▸ **Task brief**:
Quote everything in the records from the line containing "Check that each instance of the grassy" down to the end of the records, both ends included.

▸ **Data**:
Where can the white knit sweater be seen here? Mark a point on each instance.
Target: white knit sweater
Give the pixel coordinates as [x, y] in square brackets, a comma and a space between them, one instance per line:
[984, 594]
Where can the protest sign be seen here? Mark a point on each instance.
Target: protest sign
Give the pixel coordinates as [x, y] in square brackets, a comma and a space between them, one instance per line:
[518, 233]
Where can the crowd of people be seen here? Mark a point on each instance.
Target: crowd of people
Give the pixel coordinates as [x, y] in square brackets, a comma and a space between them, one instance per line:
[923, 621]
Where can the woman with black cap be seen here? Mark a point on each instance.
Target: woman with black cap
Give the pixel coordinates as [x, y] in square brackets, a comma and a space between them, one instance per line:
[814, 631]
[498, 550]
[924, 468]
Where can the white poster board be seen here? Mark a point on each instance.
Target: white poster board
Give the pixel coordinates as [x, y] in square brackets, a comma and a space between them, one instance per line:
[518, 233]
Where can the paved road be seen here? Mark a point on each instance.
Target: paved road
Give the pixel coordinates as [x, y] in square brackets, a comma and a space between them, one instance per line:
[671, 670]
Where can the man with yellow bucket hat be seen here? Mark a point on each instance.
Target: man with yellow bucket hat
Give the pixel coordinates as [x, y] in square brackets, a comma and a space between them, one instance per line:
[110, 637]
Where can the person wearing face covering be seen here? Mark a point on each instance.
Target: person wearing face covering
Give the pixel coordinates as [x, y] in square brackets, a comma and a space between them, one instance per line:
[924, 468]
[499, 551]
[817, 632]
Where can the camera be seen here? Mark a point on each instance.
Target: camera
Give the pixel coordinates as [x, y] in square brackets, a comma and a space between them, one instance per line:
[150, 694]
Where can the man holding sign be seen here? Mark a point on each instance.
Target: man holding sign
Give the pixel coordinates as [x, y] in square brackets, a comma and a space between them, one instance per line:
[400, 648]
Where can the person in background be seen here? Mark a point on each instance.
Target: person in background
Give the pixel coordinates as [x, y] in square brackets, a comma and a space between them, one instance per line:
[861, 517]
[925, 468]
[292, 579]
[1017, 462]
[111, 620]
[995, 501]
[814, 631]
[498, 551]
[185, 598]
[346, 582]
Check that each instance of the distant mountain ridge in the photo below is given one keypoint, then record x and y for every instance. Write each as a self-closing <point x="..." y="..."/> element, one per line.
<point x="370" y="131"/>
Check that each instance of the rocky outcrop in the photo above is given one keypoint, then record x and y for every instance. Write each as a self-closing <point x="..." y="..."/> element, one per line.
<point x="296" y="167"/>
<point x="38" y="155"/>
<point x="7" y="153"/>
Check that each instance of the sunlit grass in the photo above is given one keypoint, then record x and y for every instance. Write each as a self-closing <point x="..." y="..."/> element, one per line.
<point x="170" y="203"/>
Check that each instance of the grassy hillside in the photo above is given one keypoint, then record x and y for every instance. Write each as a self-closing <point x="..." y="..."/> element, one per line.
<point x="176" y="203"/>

▸ **Result of this task**:
Check that each instance of the grassy hillside in the photo above is given one keypoint, then record x and y for every instance. Write each as a self-closing <point x="..." y="..."/> element, one per line.
<point x="176" y="203"/>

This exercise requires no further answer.